◆ Stated goal: Only the lines from the one containing "of the plastic" through the end of the entries should be repeated, exactly as they appear, first and last included.

◆ Pointing and labeling entries:
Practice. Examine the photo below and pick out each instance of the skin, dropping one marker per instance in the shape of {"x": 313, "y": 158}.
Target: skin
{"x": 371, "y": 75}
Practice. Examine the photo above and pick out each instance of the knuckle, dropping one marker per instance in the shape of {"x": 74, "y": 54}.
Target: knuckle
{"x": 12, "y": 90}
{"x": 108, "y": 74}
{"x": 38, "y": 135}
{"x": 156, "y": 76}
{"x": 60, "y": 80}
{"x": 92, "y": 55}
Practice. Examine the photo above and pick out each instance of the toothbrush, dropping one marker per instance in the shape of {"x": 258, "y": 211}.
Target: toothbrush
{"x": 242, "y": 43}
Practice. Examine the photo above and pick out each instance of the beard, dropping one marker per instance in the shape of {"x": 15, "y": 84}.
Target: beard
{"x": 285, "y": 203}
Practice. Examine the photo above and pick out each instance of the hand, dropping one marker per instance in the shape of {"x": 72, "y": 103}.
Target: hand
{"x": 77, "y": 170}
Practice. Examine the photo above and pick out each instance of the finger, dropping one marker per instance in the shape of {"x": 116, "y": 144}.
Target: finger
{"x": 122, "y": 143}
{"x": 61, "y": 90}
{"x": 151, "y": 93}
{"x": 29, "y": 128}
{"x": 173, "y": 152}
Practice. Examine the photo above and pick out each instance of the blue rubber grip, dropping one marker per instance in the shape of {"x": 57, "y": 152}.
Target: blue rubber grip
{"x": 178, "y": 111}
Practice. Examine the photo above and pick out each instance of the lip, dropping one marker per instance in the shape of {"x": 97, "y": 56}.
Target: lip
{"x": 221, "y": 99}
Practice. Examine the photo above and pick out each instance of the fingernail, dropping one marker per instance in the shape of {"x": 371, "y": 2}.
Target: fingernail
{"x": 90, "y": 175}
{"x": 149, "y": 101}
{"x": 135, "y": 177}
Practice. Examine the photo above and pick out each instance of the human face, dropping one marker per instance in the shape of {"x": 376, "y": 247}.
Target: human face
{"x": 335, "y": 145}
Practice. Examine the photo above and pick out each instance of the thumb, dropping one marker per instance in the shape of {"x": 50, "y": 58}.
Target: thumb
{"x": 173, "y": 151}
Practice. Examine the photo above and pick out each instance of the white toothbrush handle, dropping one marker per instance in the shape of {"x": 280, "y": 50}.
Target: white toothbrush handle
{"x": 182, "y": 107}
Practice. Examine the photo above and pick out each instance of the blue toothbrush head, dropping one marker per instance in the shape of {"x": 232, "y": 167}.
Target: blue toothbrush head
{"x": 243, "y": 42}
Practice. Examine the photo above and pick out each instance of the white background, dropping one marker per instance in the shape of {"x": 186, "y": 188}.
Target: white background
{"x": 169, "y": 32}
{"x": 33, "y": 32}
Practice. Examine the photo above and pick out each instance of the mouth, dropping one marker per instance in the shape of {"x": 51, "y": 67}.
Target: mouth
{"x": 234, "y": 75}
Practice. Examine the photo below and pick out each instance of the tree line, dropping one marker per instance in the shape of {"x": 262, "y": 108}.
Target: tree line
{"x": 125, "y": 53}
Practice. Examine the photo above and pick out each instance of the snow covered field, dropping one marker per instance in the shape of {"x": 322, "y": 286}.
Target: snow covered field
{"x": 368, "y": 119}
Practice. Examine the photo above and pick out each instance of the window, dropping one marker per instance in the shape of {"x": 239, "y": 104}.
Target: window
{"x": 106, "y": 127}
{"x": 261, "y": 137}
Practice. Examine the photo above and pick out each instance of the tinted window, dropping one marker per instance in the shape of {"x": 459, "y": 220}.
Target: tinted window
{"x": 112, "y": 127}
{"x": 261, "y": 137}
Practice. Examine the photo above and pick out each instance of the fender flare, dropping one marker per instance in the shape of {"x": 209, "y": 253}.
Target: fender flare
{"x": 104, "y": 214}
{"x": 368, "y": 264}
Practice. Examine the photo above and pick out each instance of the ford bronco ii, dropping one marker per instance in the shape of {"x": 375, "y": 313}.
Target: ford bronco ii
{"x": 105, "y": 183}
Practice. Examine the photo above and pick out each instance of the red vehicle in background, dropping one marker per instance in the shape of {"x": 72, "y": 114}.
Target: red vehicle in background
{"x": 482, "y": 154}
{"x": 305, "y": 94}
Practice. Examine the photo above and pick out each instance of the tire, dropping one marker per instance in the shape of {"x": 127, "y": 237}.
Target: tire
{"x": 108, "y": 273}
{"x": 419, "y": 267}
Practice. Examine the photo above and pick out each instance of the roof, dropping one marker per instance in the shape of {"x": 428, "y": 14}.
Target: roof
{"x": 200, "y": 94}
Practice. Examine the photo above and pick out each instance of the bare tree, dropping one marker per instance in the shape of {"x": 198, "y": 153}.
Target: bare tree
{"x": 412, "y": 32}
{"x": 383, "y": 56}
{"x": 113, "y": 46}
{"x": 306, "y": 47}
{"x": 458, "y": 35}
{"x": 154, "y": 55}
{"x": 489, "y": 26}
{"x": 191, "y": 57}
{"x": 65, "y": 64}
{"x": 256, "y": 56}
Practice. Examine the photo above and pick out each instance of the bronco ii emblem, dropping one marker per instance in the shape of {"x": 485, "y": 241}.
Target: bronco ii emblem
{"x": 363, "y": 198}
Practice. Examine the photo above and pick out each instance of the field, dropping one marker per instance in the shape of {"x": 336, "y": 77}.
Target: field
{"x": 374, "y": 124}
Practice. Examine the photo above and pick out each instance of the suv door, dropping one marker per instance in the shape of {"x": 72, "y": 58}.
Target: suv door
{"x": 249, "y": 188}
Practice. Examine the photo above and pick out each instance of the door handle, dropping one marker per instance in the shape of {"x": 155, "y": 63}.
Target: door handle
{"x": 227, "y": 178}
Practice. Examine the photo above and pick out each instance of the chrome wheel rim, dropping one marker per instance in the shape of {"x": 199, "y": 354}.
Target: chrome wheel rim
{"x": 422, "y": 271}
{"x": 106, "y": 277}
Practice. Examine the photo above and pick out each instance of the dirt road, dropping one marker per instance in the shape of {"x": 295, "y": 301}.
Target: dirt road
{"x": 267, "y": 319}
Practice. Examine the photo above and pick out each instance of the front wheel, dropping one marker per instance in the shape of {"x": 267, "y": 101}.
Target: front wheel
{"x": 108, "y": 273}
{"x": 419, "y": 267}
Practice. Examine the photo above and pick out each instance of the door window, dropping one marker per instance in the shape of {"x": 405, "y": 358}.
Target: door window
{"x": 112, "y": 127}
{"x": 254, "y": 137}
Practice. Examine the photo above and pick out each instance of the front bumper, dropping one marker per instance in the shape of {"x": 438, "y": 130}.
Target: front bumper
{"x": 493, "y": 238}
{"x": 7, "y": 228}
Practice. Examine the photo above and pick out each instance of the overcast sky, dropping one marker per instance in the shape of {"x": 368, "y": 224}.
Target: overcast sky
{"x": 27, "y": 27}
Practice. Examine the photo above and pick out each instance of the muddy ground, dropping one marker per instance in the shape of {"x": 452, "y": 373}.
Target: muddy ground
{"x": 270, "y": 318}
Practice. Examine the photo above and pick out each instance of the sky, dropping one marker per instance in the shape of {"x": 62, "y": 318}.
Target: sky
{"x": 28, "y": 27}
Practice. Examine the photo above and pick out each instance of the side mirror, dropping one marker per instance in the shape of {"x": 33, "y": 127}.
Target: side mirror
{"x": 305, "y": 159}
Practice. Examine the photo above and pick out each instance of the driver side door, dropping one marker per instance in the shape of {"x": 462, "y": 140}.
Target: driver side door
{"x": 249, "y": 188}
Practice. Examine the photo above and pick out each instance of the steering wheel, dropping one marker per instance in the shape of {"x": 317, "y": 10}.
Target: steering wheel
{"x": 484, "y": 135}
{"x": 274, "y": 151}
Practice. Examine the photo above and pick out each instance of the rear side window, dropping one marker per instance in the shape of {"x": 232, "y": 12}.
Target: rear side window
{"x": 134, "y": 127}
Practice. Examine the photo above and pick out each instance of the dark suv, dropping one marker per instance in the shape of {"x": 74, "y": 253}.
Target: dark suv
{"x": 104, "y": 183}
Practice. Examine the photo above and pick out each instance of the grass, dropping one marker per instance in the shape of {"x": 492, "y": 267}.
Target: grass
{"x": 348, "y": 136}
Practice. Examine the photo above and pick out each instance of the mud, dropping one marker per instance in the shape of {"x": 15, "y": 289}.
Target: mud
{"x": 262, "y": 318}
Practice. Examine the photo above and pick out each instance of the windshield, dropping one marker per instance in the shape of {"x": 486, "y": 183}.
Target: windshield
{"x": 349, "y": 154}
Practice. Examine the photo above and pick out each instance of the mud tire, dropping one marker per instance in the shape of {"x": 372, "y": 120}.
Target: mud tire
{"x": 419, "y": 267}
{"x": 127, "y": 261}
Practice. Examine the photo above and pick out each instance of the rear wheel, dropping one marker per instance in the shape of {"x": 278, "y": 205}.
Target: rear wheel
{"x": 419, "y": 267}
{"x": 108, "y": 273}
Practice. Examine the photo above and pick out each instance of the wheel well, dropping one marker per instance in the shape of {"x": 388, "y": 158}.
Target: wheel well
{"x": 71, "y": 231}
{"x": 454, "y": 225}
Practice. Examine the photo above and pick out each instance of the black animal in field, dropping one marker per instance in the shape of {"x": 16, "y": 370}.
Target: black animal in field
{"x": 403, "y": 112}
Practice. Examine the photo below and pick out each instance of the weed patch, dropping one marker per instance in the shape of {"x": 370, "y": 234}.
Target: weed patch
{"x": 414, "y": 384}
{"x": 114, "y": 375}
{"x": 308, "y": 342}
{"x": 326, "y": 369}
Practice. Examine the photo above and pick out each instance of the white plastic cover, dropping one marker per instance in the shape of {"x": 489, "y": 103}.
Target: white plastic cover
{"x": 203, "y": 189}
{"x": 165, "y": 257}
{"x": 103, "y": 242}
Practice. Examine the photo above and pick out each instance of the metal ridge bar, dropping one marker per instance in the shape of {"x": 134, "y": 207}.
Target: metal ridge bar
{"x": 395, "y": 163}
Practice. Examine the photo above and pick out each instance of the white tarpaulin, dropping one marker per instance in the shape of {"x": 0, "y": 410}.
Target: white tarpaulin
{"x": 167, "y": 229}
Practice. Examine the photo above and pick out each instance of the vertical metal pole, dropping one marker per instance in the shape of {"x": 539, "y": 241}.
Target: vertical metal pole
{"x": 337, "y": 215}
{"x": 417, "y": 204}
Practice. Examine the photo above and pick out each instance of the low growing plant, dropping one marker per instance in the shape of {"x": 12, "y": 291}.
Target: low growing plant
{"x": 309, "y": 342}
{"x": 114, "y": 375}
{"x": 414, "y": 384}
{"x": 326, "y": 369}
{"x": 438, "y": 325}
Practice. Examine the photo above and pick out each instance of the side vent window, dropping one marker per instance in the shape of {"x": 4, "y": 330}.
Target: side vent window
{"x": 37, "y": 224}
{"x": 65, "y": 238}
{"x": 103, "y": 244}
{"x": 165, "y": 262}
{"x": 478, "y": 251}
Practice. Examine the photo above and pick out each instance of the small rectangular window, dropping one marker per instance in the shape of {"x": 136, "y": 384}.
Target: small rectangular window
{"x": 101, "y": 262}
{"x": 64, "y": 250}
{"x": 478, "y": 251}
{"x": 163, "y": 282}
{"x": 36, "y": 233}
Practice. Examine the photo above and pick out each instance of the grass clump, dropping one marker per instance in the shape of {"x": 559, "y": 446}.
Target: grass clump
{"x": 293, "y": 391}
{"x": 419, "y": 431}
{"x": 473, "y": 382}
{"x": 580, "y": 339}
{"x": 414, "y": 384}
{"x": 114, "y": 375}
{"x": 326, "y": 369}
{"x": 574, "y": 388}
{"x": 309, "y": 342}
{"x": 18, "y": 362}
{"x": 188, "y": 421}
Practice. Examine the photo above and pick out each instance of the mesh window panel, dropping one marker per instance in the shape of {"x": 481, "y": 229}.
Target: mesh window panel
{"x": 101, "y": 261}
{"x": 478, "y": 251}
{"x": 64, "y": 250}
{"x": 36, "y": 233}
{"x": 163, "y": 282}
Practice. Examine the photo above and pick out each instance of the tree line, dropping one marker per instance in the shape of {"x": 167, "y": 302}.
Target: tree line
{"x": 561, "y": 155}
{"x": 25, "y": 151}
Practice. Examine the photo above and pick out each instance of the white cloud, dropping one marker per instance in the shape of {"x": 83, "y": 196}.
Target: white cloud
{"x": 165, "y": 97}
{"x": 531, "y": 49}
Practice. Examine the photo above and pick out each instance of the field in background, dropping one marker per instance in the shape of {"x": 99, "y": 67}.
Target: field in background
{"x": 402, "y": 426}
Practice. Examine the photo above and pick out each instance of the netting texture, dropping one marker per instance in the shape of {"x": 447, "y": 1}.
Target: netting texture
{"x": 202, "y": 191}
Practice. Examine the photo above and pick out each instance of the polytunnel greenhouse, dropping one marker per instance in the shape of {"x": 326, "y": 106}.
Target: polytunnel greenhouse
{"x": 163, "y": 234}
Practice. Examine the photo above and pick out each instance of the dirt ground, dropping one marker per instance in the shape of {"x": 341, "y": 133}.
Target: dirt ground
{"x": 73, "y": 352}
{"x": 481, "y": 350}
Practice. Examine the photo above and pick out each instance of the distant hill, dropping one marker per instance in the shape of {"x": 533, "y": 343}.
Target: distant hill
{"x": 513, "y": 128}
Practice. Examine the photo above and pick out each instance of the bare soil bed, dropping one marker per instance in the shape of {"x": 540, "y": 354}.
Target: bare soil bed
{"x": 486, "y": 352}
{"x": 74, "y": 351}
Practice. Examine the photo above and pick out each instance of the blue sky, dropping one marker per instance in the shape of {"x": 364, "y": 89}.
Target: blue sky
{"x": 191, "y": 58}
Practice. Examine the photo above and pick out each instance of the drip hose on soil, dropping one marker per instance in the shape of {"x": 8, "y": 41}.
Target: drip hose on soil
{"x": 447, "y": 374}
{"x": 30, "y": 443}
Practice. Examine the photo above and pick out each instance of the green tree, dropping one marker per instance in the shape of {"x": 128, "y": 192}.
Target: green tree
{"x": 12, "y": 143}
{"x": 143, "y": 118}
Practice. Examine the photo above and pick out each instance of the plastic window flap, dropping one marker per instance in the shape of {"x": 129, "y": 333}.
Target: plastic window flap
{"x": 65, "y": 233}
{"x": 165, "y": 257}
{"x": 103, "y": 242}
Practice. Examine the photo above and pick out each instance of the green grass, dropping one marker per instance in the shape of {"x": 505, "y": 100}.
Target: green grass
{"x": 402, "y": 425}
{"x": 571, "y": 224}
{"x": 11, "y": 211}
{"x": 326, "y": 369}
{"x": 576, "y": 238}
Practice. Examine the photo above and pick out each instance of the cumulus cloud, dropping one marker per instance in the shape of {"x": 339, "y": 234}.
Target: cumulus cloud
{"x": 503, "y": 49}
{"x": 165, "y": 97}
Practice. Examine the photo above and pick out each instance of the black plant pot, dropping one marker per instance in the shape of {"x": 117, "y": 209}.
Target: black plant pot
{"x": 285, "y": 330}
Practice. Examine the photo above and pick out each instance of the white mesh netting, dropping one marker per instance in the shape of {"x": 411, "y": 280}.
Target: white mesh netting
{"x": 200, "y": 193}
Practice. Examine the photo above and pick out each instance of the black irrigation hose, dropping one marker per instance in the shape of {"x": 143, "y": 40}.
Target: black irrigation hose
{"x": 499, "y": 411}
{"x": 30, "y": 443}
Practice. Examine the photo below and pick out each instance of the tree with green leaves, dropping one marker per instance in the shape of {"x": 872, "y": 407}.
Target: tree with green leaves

◆ Answer to the exercise:
Practice. Examine the photo above and pick out each instance of the plastic window flap, dropping one marker per instance in the shape of {"x": 129, "y": 333}.
Target: plastic window flap
{"x": 65, "y": 233}
{"x": 165, "y": 257}
{"x": 103, "y": 242}
Practice. Examine the photo above and pick out each instance of the green grass, dropping one marker per instance in the shape of {"x": 505, "y": 100}.
Target: green grass
{"x": 402, "y": 425}
{"x": 571, "y": 224}
{"x": 11, "y": 211}
{"x": 326, "y": 369}
{"x": 576, "y": 238}
Practice. Examine the photo above and pick out each instance of the cumulus cloud, dropping one marker per instance in the shape of {"x": 339, "y": 234}.
Target: cumulus cloud
{"x": 503, "y": 49}
{"x": 165, "y": 97}
Practice. Examine the photo above and pick out each instance of the black plant pot, dropping one marker per instance in the shape of {"x": 117, "y": 209}.
Target: black plant pot
{"x": 285, "y": 330}
Practice. Examine the photo above and pick out each instance of the white mesh netting, dropping one marker per instance in the shape of {"x": 411, "y": 280}.
Target: white mesh netting
{"x": 200, "y": 193}
Practice. Examine the photo above and pick out each instance of the black irrigation hose, dropping one marker per instance in the shape of {"x": 143, "y": 40}.
Target: black irrigation hose
{"x": 499, "y": 411}
{"x": 30, "y": 443}
Practice. Examine the photo below and pick out each instance of the tree with green leaves, dropping one marker per instance in the shape of {"x": 872, "y": 407}.
Target: tree with green leaves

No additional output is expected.